## To do
Convert the lines from the one containing "Draw the outline of every instance of the concrete seawall" through the one containing "M 2 389 L 57", inclusive, into a two-column CSV with the header instruction,path_data. Write one row for each text and its answer, with each value in its own quoted field and line breaks replaced by spaces.

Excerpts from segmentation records
◆ ◆ ◆ ◆

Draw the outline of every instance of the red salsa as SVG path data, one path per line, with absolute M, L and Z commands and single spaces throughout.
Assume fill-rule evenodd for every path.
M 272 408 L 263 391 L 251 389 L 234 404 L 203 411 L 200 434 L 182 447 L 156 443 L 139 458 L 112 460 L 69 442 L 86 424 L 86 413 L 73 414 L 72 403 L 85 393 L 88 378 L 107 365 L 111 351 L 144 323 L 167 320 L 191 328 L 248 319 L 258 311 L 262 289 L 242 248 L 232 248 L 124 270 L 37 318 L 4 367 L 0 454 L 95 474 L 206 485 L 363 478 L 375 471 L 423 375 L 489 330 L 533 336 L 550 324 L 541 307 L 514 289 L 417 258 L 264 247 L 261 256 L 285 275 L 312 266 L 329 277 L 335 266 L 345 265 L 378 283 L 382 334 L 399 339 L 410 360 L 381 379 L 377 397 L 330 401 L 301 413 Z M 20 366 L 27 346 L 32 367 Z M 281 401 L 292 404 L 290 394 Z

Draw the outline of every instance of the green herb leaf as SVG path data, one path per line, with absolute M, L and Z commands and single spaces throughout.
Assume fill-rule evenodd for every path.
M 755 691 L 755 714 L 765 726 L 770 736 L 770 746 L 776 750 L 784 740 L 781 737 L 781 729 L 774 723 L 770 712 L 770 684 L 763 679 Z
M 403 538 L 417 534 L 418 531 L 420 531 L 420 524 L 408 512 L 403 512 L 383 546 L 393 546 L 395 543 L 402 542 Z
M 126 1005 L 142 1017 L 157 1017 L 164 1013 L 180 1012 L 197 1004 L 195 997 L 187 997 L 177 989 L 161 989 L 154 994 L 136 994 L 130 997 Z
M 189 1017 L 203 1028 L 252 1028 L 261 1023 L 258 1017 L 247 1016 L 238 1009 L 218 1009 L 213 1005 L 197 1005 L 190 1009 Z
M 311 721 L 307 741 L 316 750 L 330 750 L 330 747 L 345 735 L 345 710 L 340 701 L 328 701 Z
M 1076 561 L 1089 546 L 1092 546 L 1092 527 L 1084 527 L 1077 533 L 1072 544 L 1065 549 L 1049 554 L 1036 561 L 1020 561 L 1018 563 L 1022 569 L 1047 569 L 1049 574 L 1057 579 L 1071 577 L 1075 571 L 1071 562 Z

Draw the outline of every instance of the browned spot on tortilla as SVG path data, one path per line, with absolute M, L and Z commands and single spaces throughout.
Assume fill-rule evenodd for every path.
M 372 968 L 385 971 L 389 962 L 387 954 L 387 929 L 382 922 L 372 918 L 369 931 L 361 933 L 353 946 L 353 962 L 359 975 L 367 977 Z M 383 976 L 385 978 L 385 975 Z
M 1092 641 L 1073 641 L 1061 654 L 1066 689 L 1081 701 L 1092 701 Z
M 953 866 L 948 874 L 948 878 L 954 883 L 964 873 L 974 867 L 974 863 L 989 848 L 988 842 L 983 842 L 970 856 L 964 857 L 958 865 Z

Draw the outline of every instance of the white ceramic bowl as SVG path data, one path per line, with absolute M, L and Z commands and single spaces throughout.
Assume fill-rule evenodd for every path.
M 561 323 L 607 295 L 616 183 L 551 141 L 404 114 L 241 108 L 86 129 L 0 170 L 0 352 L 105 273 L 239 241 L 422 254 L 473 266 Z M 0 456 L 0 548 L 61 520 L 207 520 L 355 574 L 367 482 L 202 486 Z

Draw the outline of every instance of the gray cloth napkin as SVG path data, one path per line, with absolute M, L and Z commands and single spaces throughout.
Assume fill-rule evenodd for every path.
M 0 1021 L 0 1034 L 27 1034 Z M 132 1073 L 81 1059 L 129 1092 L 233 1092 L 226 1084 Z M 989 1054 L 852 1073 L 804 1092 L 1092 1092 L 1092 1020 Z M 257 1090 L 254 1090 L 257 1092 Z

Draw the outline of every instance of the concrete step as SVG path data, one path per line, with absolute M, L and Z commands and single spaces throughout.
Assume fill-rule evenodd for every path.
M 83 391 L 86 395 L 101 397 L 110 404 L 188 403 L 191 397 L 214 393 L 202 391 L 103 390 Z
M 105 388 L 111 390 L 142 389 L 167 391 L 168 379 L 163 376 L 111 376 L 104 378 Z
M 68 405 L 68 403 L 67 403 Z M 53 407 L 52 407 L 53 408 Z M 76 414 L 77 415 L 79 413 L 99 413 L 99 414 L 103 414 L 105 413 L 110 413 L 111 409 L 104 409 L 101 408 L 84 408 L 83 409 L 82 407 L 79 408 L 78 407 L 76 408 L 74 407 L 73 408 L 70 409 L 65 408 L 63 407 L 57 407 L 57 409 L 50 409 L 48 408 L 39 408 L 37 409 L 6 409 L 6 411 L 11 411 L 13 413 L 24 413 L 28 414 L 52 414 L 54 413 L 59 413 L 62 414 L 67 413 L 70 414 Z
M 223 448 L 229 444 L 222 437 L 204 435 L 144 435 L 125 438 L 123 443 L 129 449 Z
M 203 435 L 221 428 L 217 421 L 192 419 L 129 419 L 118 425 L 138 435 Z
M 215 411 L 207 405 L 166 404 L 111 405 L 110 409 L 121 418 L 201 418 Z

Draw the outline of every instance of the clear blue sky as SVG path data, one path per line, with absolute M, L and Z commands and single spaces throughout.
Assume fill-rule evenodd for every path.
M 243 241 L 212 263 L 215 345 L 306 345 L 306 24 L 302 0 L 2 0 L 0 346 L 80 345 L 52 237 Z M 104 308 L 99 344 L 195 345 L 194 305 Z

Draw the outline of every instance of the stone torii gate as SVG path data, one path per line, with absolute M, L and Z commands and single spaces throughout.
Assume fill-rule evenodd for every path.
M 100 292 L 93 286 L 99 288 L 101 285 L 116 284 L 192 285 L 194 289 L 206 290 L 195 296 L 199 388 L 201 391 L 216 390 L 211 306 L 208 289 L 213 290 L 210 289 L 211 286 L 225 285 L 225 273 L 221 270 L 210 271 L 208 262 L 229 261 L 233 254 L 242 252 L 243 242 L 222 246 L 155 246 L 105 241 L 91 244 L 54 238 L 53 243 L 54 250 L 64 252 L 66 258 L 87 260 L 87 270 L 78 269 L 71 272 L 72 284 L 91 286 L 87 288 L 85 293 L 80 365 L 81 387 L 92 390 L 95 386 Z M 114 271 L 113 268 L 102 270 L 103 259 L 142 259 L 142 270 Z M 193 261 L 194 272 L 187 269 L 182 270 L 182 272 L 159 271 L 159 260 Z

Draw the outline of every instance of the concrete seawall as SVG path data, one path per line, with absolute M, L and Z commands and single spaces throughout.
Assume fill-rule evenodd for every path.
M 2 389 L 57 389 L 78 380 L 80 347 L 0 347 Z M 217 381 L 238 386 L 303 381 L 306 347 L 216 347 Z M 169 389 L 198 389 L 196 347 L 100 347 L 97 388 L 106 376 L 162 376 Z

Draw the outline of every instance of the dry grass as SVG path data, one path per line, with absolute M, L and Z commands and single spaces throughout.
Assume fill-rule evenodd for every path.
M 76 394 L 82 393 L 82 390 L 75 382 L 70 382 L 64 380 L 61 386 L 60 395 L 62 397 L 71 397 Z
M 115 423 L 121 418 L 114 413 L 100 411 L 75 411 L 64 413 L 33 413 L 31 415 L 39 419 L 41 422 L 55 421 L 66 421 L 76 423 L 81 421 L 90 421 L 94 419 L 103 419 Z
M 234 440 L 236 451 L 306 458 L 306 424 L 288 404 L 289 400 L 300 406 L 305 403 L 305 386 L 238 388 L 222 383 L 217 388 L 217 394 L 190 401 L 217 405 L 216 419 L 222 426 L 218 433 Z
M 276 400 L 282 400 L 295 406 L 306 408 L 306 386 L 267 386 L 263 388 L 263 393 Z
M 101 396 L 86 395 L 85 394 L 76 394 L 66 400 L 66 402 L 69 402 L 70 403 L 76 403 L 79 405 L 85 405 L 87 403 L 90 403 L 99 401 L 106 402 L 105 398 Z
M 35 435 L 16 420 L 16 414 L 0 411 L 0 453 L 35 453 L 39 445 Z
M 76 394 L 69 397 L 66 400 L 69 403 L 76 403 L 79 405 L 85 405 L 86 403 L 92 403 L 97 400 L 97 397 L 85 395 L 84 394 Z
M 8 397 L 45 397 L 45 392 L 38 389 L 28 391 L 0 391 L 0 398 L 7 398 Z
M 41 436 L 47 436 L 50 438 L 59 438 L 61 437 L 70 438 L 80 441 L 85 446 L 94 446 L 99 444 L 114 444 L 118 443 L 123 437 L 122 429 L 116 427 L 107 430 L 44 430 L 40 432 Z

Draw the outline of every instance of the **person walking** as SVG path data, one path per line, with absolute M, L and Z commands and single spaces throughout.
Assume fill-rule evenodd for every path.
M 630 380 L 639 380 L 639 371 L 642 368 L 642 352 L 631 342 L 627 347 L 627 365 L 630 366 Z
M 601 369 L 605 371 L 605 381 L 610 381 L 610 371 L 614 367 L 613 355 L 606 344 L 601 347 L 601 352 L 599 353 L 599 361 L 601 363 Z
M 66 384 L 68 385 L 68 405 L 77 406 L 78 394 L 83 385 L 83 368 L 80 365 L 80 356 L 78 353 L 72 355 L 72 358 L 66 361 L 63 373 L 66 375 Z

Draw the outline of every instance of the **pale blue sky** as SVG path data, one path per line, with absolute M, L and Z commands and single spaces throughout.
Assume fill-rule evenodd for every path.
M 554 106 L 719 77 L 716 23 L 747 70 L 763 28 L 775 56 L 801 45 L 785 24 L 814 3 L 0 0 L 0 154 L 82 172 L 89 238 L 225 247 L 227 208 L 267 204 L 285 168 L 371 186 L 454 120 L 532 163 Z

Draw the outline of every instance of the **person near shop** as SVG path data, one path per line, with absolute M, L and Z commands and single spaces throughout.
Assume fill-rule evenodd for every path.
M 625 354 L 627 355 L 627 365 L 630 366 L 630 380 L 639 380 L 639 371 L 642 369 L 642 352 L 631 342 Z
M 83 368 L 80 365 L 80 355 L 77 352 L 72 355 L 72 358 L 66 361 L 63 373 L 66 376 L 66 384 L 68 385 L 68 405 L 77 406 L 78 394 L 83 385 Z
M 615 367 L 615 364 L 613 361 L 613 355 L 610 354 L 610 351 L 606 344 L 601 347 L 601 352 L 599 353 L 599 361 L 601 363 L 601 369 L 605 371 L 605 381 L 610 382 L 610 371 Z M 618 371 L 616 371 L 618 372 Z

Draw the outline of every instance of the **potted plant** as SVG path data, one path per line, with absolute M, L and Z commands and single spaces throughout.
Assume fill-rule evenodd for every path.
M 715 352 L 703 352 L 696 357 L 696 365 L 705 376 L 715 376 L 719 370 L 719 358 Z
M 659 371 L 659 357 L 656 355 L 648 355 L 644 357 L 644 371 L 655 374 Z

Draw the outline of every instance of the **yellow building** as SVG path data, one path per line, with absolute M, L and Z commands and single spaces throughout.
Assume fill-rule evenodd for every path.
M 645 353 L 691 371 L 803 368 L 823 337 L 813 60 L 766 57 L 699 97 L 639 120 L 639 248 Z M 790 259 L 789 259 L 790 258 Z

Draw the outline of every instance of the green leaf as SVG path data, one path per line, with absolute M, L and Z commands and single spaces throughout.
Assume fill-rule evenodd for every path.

◆ ◆ ◆ ◆

## Completed exercise
instruction,path_data
"Draw the outline of every instance of the concrete seawall as SVG path data, one path per line, with absolute M, L and Z commands and single spaces throughout. Assume fill-rule evenodd for every path.","M 2 389 L 57 389 L 78 380 L 80 347 L 0 347 Z M 217 381 L 238 386 L 303 381 L 306 347 L 216 347 Z M 169 389 L 198 389 L 196 347 L 100 347 L 97 388 L 106 376 L 162 376 Z"